▶ **Exercise instructions**:
Restate each line of the listing exactly, without carrying over any pictures.

▶ **Material to process**:
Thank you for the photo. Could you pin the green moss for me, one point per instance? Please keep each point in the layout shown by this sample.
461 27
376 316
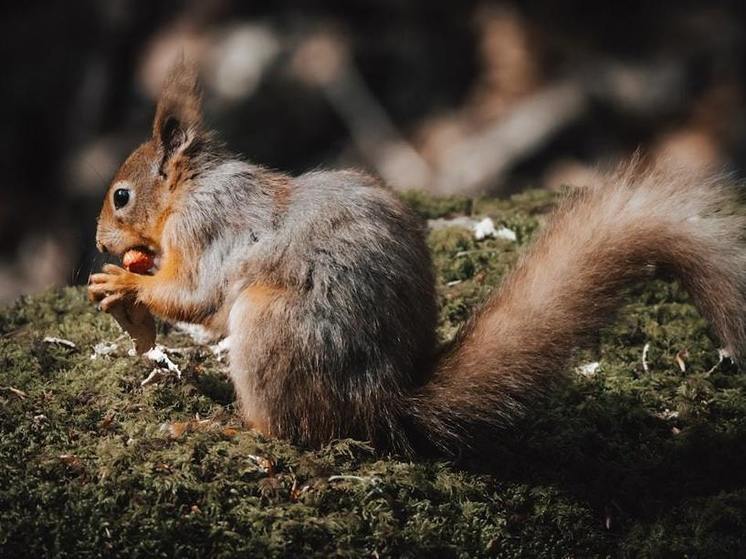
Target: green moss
627 462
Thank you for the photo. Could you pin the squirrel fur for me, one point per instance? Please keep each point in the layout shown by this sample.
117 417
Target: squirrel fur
325 285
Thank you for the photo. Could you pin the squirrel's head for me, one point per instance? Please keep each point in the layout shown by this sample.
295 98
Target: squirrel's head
148 186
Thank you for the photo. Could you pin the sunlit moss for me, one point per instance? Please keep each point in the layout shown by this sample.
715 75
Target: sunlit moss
627 462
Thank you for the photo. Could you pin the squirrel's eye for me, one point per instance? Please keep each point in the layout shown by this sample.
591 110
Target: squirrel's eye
121 197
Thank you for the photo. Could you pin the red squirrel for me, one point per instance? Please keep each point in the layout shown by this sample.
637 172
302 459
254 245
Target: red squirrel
325 285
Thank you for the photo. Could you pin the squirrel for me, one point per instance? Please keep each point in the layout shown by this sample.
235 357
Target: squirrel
325 286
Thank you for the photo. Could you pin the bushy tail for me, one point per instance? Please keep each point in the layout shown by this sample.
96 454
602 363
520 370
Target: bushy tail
568 285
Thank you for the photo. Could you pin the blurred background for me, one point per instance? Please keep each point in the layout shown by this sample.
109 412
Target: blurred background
463 97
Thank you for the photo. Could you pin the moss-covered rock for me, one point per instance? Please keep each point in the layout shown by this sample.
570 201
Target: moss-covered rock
629 460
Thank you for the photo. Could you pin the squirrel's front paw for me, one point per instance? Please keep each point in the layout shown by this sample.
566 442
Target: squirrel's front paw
113 283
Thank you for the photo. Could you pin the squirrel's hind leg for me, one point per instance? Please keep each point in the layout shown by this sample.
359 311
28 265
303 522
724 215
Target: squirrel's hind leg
252 332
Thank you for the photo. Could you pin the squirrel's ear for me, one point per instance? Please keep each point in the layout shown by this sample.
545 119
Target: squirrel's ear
178 118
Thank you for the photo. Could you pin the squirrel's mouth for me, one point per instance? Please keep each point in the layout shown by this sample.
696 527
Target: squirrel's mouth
141 260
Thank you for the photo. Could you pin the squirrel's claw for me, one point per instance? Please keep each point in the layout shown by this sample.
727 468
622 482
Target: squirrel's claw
111 285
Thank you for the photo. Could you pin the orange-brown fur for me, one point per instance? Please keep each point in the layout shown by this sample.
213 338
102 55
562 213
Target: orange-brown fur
324 284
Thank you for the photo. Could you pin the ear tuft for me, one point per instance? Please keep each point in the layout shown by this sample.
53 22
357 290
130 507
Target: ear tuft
178 118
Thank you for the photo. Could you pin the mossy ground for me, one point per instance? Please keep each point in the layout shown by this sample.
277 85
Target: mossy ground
625 462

▶ **Reply**:
Thank you for the photo. Could you pin the green moss for me, one point per instance? Please keep each point in the layout shown by this sample.
461 27
376 316
Target: green moss
627 462
Thank you for the photo. Could you pin the squirrel fur for me, one point per instance? Please keep each point in the layout shown by this sample.
117 417
Target: squirrel fur
325 285
Thank you for the photo. Could you pin the squirrel's head for me, one point per instance? Please keep each point in the layout shown by this sample.
295 98
Target: squirrel's head
148 186
Thank you for the photo. Could you pin the sunlit moss for me, one point per instance? Please keep each point in the layout shown by this sample.
715 75
Target: sunlit moss
627 462
Thank you for the photo. Could you pin the squirrel's eye for me, one point per instance? Please keep each point in the layout shown by this sample.
591 110
Target: squirrel's eye
121 197
Thank you for the photo. Could you pin the red squirrel for me, one point per instance? Please keep each point in the layout shown by this sample.
637 172
302 459
254 245
Target: red squirrel
325 285
Thank you for the photo. Could you pin the squirrel for me, one point per instance? Please keep each point in the layout shown by this sample.
235 357
Target: squirrel
325 286
Thank you for the photo. Could you pin the bushy tail for me, one point per instance? Please keep each point in the layout shown by this sample.
96 454
602 363
520 370
Target: bushy tail
568 285
Thank you for the photo. Could you pin the blurred background for me, one point per instance? Please keep each point in the layout shown by this sample.
109 412
Target: blurred background
463 97
Thank you for the photo. Could you pin the moss-covered rock for me, one point per instance? Please keep each point in the layout shown by this sample.
570 201
Target: moss-covered rock
629 460
Thank you for the photo. Could you pin the squirrel's front paw for me, one point per instance? Please keep each point in the layout shown by this sample.
566 442
Target: squirrel's front paw
113 283
Thank you for the photo. Could you pin the squirrel's hind leg for me, one point per instance? Please keep each point in the layout shown by this sample.
359 311
28 265
303 522
724 215
Target: squirrel's hind leg
252 332
Thank you for the photo. Could you pin the squirrel's ear for me, one point per instance? Please keep each point in the layout shown by this sample.
545 119
Target: squirrel's ear
178 118
Thank you for the photo. Could you pin the squirrel's mouth for me, one point per instance? Please keep each point in the layout shown by this sample.
696 527
Target: squirrel's mouth
141 260
Thank you for the photo. Could you pin the squirrel's claw for me, one point per instance? Please keep each point in the layout shown by this sample.
727 468
622 482
Target: squirrel's claw
111 285
Thank you for the photo. Could you pin the orange-brown fur for me, one point per instance? Please keep each point in the layout shown by this sample.
213 338
102 55
562 213
Target: orange-brown fur
324 284
Thank you for the photo. Could you pin the ear tuft for me, one point per instance? Please keep each point in the layout shown by this sample.
53 22
357 290
130 507
Target: ear tuft
178 118
Thank you for the photo. Could you pin the mossy ground for me, one point per instance? Please keep each point in the layout shown by this sample.
277 85
Target: mossy ground
625 462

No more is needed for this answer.